#### 待完成任务
请从条目的第一行起，一直照录到含有“160 110 L 176”的那一行（含该行），逐字重复各行，但答案中不要包含图片。
------------------------------------------------------------------------
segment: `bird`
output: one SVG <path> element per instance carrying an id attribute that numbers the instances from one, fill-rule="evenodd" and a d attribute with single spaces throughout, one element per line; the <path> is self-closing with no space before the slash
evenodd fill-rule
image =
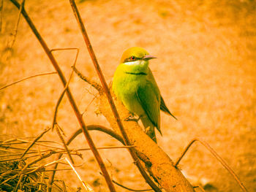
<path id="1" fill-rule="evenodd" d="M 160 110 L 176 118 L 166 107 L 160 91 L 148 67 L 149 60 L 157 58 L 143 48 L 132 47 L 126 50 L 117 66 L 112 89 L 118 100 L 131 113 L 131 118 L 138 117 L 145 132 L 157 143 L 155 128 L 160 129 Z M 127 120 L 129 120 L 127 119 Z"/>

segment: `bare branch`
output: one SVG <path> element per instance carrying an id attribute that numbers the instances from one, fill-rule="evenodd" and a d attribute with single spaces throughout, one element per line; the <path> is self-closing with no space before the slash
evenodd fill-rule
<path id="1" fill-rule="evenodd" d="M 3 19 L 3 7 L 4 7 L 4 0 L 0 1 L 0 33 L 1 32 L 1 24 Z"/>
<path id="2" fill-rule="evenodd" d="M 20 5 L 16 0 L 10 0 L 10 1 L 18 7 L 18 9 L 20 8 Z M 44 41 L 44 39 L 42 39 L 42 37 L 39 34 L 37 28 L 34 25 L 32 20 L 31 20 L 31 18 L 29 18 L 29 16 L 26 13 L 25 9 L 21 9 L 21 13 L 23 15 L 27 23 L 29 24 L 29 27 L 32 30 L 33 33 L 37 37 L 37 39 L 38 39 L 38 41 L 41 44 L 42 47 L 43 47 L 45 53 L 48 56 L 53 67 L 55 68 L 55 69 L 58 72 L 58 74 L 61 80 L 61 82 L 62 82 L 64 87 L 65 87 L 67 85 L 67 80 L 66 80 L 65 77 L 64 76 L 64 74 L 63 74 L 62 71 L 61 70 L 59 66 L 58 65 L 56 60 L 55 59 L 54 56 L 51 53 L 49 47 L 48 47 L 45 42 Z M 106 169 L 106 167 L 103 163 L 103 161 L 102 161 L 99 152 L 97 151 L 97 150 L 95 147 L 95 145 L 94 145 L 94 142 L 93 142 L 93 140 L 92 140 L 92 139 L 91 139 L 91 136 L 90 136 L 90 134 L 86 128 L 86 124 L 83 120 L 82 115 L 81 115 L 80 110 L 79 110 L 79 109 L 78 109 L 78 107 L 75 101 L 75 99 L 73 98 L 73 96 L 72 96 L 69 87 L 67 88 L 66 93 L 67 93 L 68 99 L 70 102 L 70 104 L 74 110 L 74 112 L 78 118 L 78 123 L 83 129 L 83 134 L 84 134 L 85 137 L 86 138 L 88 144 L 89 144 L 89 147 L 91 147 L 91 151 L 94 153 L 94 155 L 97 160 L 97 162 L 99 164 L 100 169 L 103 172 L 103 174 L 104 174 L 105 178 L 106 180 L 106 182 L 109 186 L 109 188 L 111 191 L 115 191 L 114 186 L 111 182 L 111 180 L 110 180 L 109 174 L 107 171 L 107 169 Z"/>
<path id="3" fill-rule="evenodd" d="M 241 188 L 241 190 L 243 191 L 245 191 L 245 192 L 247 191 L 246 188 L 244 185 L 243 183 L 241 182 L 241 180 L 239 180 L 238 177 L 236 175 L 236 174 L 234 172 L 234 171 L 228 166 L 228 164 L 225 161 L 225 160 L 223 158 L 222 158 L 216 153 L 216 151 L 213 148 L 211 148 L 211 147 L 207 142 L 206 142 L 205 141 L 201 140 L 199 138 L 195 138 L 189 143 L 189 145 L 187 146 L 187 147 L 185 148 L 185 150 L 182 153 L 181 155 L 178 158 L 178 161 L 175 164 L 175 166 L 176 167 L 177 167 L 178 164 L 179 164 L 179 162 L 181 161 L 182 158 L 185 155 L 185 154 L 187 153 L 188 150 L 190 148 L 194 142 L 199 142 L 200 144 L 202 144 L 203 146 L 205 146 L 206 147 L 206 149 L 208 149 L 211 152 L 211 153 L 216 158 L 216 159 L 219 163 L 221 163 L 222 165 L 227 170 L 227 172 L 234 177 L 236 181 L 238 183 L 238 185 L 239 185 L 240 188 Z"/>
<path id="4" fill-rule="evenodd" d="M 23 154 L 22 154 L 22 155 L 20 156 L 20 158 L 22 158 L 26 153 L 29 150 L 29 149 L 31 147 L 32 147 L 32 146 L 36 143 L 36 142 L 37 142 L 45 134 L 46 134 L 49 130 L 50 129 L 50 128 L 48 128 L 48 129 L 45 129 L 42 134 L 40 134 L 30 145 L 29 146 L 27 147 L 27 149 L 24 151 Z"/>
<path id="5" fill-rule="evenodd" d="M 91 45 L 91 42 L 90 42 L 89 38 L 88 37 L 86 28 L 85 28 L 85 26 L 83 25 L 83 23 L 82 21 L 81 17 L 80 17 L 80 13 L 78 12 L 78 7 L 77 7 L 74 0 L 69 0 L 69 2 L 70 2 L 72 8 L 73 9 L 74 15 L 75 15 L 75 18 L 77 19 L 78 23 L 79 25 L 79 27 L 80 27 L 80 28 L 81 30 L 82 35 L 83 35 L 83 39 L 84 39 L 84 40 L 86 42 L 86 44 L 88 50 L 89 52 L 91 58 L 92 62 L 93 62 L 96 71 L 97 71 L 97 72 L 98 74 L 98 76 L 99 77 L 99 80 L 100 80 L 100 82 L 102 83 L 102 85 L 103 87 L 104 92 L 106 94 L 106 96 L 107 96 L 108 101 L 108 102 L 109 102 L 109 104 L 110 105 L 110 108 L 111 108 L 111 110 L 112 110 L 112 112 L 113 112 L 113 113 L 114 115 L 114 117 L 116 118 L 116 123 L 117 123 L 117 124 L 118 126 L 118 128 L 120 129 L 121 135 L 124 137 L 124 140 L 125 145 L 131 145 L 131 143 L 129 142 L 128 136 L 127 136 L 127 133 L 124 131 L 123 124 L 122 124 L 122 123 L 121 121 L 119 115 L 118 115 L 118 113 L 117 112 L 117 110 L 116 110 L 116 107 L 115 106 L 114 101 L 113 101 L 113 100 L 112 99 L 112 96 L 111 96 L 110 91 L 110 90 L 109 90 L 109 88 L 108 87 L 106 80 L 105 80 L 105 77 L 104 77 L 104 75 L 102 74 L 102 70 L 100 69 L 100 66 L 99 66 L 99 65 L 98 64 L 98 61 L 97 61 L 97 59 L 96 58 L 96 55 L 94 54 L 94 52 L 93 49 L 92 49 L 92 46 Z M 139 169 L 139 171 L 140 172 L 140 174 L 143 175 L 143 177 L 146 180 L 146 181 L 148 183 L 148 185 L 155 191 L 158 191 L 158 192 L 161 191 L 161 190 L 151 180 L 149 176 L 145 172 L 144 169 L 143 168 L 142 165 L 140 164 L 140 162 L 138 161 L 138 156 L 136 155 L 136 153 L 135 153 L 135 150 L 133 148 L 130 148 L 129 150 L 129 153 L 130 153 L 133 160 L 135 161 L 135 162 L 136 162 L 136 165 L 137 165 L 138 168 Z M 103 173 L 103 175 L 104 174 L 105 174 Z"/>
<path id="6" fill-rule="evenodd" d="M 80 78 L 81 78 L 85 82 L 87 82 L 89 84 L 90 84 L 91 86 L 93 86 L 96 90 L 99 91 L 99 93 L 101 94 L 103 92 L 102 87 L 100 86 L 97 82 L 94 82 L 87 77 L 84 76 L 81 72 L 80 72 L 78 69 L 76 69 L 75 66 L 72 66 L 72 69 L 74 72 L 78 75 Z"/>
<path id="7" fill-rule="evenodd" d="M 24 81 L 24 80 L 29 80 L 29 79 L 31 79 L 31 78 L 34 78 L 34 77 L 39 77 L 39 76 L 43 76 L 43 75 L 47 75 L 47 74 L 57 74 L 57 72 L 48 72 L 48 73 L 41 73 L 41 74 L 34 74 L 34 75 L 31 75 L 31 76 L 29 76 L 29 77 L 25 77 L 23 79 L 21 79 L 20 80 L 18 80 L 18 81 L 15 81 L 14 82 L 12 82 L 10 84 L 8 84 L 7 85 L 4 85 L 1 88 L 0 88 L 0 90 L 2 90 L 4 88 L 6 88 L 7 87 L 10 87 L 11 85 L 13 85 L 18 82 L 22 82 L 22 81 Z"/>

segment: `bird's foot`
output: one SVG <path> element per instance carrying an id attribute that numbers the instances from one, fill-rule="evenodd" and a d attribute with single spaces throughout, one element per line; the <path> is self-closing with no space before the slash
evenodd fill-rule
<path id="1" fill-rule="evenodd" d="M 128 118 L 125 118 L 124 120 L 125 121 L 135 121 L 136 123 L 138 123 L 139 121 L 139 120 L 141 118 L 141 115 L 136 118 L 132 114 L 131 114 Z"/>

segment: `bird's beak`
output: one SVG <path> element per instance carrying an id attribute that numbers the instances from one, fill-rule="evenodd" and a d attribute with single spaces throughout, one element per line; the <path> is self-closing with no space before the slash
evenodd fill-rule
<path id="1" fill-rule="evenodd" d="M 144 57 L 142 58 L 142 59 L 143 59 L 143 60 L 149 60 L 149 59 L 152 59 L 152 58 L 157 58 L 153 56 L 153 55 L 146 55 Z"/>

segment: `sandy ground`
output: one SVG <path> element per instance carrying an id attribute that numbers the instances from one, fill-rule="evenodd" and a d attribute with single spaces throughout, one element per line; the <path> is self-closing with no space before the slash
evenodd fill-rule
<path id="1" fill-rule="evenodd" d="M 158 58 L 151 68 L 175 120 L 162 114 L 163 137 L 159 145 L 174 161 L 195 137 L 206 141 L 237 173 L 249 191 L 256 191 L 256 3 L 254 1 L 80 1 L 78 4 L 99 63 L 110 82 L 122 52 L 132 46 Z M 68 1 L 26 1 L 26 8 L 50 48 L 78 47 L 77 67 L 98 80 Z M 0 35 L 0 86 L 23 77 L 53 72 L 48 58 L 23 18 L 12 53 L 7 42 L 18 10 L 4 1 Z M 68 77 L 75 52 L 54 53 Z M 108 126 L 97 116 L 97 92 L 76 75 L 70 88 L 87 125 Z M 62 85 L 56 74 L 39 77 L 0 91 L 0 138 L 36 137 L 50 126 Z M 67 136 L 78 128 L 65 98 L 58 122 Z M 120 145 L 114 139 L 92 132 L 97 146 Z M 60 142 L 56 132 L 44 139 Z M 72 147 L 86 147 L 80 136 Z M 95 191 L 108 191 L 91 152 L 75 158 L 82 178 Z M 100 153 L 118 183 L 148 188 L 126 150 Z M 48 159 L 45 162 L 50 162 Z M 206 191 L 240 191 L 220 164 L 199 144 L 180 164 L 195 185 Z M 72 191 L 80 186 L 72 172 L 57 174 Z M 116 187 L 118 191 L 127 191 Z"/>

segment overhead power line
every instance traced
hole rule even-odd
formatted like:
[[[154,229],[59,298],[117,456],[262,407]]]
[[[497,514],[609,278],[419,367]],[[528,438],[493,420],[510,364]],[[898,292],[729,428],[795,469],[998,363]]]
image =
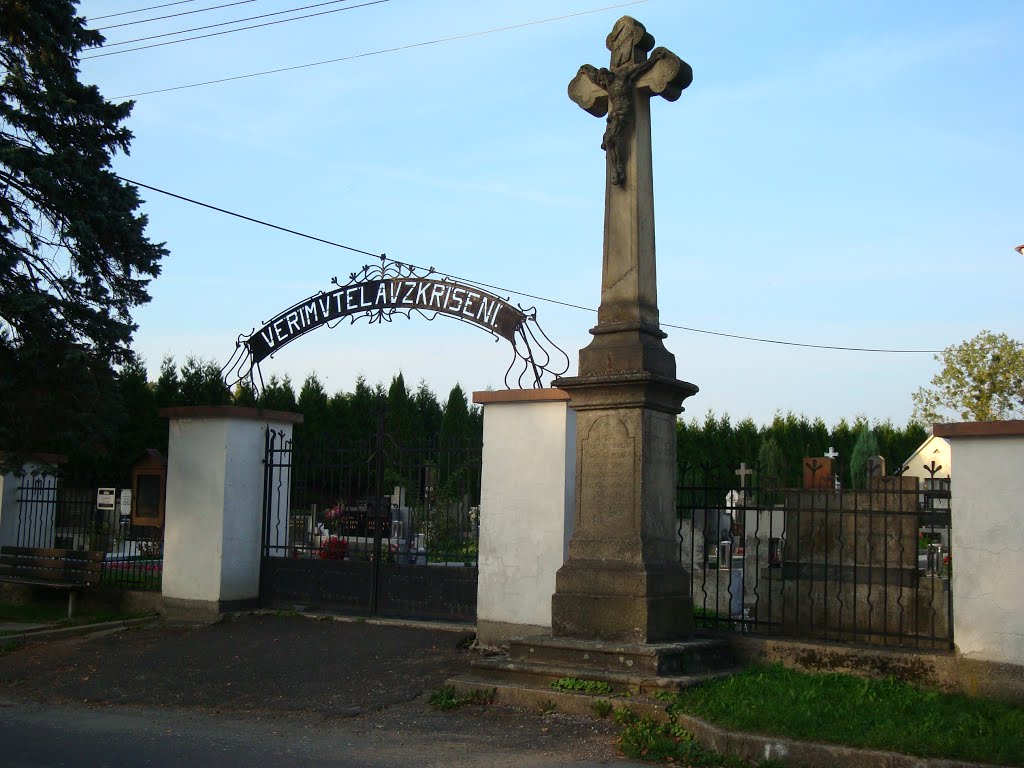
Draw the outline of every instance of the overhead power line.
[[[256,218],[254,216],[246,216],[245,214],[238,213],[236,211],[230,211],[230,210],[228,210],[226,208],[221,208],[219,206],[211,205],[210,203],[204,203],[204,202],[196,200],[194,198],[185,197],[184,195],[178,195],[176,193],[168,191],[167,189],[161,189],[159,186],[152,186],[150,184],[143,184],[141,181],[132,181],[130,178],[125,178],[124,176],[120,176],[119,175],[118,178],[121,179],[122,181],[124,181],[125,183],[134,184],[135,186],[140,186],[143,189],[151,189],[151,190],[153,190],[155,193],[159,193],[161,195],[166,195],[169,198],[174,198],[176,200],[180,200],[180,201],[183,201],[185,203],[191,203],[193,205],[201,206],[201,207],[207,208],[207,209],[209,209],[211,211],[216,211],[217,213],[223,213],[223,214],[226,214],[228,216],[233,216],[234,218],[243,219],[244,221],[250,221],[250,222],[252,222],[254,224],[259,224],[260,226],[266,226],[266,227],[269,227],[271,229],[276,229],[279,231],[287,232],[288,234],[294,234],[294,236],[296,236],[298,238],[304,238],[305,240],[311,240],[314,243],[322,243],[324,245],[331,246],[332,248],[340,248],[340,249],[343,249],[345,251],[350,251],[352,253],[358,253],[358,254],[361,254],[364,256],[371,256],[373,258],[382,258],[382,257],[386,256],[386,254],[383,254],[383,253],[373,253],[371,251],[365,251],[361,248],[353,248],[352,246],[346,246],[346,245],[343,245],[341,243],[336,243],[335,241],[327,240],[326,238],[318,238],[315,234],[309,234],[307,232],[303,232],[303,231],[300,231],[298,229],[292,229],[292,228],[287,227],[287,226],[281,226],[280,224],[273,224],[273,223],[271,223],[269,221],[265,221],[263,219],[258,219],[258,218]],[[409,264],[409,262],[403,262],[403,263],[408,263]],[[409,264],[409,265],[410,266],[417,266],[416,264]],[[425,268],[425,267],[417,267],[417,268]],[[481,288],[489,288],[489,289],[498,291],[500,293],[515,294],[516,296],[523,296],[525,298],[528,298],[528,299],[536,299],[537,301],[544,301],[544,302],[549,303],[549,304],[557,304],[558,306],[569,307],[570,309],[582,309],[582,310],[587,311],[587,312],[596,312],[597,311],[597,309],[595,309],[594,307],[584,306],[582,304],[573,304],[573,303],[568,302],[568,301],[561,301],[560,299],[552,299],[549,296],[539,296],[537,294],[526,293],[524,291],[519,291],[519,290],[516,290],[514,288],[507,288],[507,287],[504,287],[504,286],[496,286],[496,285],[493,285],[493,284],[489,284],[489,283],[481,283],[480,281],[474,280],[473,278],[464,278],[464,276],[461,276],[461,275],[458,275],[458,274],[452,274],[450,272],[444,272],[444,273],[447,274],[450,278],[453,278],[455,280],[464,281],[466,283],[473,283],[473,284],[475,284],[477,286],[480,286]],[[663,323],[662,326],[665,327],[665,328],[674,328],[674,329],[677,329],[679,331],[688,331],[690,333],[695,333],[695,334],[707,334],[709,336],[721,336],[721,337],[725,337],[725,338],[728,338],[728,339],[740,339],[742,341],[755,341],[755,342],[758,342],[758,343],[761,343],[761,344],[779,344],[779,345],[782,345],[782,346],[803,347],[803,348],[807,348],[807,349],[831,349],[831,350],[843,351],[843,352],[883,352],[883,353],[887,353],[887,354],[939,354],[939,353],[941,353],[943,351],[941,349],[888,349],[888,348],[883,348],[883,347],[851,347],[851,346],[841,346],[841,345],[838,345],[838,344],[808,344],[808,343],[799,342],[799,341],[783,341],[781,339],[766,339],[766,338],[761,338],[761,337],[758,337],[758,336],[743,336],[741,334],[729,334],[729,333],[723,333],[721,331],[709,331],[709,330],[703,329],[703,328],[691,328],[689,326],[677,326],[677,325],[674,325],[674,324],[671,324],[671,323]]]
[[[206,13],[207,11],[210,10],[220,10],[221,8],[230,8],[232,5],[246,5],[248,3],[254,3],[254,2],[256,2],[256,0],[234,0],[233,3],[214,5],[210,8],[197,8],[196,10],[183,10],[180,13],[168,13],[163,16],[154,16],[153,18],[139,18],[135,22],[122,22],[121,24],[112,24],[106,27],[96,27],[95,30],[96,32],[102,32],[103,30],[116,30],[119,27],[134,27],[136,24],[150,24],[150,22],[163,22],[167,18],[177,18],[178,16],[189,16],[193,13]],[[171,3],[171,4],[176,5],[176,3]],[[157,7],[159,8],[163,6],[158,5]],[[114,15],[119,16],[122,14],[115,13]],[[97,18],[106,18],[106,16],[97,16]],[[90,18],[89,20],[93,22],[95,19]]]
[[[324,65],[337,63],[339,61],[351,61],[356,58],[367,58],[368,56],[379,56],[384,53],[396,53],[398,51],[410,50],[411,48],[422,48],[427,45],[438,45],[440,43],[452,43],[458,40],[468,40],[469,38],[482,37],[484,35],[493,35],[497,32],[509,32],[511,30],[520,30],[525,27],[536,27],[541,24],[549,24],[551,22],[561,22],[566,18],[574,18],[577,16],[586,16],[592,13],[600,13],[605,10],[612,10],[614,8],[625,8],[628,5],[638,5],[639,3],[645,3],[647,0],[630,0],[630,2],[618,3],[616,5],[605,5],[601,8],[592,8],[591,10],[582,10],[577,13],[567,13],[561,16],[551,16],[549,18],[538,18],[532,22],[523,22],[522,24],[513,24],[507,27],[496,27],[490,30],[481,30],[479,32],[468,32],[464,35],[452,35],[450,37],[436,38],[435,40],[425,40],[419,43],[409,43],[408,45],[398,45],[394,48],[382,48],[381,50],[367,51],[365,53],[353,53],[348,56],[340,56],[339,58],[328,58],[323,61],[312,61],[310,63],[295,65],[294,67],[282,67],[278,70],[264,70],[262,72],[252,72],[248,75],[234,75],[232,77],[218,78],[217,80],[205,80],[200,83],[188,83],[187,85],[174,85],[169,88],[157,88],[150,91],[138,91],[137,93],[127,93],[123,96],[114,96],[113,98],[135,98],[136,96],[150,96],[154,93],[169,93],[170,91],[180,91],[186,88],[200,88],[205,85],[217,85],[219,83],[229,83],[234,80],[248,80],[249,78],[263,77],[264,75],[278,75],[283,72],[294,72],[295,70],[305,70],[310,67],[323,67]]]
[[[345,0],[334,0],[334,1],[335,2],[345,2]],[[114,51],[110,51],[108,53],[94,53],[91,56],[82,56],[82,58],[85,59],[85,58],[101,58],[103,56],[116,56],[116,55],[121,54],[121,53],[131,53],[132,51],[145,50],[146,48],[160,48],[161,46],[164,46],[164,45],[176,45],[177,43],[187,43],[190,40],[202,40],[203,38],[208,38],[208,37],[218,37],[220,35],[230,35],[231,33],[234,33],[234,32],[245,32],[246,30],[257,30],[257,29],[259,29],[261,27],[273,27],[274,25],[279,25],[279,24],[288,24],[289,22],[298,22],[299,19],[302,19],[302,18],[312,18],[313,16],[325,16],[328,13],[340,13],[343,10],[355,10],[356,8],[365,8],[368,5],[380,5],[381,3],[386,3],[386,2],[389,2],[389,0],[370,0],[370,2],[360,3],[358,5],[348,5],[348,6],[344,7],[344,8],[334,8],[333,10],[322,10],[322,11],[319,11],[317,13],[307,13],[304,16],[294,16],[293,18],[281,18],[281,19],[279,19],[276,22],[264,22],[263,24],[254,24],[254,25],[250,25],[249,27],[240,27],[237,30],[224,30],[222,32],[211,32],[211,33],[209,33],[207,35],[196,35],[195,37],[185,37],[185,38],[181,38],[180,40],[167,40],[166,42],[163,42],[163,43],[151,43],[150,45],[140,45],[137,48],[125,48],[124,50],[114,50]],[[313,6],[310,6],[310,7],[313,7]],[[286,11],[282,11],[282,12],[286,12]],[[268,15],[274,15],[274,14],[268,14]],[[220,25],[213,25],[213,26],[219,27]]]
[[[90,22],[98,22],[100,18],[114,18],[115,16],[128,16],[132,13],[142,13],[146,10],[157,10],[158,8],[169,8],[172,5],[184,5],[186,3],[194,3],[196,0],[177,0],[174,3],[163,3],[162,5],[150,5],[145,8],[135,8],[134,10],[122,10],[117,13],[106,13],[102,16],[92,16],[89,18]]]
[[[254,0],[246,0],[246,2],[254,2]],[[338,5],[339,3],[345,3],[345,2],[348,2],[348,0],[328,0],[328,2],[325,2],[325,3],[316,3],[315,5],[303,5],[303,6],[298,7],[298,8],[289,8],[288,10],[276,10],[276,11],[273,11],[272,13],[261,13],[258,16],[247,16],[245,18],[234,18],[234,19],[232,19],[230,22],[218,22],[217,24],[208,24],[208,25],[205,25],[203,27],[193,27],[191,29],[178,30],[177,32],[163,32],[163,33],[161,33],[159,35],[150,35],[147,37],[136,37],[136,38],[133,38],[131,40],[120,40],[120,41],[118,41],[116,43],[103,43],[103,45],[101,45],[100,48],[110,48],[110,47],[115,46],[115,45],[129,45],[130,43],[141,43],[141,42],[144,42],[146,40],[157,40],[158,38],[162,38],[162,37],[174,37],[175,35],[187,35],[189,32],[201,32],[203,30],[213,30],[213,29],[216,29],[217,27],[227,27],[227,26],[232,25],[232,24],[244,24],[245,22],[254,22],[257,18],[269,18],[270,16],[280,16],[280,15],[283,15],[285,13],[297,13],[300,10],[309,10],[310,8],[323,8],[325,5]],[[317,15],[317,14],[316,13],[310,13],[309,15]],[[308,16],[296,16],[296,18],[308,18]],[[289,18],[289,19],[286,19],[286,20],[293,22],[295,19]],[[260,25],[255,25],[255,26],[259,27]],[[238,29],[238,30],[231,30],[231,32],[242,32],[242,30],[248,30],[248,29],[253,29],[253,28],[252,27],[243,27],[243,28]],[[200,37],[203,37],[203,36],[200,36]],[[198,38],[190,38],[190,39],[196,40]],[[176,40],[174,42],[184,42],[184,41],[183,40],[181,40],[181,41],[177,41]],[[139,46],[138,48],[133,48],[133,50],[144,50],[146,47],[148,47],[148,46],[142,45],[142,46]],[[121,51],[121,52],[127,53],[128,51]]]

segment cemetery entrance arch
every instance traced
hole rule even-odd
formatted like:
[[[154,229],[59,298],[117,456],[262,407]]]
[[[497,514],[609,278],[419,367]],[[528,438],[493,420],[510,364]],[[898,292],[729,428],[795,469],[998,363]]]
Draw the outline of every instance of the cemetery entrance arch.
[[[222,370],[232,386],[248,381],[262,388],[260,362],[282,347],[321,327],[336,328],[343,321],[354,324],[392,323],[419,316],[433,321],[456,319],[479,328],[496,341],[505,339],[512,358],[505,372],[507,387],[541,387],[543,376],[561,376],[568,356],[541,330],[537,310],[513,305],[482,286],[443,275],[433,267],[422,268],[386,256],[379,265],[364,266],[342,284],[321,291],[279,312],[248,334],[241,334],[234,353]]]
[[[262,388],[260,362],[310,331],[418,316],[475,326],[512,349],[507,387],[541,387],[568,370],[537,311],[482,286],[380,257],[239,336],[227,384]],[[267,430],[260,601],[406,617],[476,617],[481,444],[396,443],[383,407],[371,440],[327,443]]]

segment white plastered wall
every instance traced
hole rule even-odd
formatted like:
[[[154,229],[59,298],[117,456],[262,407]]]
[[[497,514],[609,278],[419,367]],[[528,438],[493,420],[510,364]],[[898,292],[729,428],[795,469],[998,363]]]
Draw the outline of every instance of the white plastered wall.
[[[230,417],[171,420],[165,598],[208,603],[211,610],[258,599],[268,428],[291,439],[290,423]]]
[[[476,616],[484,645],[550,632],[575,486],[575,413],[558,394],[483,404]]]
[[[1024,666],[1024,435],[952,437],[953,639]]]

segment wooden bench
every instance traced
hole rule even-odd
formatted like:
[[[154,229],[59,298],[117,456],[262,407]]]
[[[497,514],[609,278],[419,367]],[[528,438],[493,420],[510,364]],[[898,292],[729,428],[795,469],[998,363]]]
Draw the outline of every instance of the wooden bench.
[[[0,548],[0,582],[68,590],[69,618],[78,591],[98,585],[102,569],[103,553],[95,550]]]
------------------------------------------------------------------------
#### 练习答案
segment: `bird`
output: one SVG <path> element per instance carrying an id attribute that numbers the instances from one, fill-rule="evenodd" and a d attribute with single spaces throughout, one element per line; the <path> is self-closing with no space before the slash
evenodd fill-rule
image =
<path id="1" fill-rule="evenodd" d="M 160 110 L 176 118 L 166 107 L 160 91 L 148 67 L 149 60 L 157 58 L 143 48 L 132 47 L 126 50 L 117 66 L 112 89 L 118 100 L 131 113 L 131 118 L 138 117 L 145 132 L 157 143 L 155 128 L 160 129 Z M 127 120 L 129 120 L 127 119 Z"/>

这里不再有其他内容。